The pros and cons of studying in Italy

The pros and cons of studying in Italy

While studying in Italy is an amazing opportunity, there are some things you should know and be prepared to. There are pros and cons of living and studying in Italy you should be aware of.

The pros

  • Vibrant night life. One of the first things you’ll notice about Italy is that its inhabitants are incredibly social. Italians rarely stay home and only bad weather may keep them indoors.
  • The pros and cons of studying in ItalyAmazing surroundings. No matter where you live or study in Italy, you’re surrounded by an amazing heritage and natural beauty.  Italy boasts its magnificent nature and you will have the opportunity to appreciate it.
  • Well maintained accommodation. While the décor is dated, you can’t criticize the state of most of the apartments you’ll find to rent. Italians expect their apartments to be in good working order and if anything breaks, it’s the responsibility of the owner to fix it for you.

Rows from a segmentation dataset
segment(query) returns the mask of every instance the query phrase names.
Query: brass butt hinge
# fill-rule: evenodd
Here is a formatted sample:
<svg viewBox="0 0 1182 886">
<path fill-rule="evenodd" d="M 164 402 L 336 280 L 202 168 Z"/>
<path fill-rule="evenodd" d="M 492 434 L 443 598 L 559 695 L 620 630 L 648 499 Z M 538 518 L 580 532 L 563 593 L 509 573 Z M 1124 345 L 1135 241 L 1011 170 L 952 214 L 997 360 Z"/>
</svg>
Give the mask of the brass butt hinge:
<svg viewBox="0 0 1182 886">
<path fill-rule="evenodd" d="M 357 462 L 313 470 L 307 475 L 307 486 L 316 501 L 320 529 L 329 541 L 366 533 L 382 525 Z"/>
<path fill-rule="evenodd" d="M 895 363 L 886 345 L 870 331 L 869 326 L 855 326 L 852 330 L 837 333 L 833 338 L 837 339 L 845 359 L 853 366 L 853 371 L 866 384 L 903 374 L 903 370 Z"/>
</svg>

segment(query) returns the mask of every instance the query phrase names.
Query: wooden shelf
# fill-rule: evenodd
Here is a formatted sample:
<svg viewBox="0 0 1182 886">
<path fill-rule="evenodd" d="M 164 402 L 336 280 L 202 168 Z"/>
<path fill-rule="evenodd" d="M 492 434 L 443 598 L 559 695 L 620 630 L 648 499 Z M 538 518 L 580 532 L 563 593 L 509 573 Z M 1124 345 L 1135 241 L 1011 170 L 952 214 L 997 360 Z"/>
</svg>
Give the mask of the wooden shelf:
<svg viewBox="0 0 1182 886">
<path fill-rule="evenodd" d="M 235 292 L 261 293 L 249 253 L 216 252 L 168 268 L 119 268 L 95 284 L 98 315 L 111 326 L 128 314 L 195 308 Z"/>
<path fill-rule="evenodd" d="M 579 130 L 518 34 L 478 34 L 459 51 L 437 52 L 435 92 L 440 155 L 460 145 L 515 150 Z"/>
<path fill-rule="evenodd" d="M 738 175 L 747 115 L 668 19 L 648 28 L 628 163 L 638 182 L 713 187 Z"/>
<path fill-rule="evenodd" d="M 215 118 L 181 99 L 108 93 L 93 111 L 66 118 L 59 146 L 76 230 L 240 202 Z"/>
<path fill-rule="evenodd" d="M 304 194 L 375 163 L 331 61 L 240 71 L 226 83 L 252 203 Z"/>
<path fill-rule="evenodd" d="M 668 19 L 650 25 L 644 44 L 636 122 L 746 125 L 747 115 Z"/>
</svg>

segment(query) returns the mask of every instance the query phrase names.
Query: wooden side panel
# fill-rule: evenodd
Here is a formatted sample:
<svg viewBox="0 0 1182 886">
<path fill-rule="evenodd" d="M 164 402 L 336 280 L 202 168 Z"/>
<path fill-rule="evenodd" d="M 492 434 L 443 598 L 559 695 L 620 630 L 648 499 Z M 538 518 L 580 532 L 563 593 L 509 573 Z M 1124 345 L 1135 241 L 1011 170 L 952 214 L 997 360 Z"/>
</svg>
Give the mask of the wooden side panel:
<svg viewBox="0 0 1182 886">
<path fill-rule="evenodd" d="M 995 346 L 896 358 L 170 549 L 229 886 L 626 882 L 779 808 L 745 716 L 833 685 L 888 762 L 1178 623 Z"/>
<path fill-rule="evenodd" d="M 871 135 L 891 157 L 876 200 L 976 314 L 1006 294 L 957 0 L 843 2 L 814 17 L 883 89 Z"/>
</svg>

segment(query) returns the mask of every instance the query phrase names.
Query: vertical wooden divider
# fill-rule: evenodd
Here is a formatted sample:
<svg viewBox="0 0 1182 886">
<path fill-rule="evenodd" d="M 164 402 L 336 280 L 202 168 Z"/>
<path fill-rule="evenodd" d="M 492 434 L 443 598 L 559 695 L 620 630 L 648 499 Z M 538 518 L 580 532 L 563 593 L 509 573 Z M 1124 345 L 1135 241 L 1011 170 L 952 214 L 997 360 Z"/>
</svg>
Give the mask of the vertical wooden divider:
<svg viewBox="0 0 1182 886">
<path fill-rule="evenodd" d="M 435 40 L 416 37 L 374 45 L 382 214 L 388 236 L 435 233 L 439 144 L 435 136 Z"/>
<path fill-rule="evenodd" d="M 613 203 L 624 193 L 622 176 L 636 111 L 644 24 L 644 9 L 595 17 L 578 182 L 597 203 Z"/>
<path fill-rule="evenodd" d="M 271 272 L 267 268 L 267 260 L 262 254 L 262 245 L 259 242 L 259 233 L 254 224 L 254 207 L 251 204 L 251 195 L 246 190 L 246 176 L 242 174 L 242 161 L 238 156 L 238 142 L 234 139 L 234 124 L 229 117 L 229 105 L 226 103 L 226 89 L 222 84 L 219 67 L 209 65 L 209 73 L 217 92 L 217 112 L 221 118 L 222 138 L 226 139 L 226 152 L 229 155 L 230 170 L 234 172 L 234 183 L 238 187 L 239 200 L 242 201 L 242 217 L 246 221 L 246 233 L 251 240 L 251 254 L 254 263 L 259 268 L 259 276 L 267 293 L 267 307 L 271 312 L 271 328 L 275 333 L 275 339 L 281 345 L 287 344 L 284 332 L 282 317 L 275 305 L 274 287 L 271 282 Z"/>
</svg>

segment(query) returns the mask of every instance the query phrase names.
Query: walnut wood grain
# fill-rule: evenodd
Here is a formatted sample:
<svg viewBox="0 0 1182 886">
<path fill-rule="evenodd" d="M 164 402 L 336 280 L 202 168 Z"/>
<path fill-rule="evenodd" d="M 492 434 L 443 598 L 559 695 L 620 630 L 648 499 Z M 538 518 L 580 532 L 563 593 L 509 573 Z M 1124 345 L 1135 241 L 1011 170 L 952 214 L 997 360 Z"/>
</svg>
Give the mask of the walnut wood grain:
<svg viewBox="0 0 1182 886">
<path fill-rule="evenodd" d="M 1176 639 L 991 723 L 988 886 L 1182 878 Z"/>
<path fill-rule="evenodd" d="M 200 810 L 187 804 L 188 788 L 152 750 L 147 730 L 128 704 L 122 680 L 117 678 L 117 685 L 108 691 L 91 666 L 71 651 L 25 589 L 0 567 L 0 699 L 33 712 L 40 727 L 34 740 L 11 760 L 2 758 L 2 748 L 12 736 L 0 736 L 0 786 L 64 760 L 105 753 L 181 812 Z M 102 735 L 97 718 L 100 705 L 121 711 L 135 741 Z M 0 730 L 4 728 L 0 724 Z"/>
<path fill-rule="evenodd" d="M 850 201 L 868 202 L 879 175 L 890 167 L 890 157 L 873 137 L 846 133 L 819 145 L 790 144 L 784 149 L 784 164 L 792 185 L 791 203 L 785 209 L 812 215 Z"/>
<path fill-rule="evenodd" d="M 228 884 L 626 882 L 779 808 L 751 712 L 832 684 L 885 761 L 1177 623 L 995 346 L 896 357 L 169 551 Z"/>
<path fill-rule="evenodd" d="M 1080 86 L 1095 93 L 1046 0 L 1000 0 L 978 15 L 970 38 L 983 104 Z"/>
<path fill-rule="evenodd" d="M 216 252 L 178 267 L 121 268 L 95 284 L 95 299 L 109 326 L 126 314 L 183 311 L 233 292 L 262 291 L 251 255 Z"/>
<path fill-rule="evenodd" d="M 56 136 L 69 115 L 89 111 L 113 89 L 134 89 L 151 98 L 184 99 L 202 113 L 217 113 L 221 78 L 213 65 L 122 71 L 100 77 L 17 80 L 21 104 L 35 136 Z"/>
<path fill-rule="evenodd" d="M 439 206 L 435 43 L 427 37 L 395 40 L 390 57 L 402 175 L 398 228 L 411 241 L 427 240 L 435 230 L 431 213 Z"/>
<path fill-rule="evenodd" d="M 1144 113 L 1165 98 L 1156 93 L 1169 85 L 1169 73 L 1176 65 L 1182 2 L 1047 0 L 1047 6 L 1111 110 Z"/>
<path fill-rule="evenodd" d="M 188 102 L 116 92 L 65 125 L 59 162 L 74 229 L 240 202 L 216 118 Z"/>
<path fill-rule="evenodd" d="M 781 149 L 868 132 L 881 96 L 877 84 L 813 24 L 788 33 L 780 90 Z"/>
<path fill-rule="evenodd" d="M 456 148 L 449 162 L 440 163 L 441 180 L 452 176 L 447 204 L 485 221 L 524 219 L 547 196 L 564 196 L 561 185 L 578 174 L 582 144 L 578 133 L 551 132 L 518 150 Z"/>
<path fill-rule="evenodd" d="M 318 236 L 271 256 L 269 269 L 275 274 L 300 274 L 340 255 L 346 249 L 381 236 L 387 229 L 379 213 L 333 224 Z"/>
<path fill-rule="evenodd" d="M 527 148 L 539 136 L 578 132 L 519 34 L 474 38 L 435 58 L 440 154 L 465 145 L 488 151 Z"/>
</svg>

▶ _The task_
Please rewrite the passage on studying in Italy from "While studying in" up to and including "be aware of.", with "opportunity" changed to "chance". None of the items are needed here.

▶ _Answer to this problem_
While studying in Italy is an amazing chance, there are some things you should know and be prepared to. There are pros and cons of living and studying in Italy you should be aware of.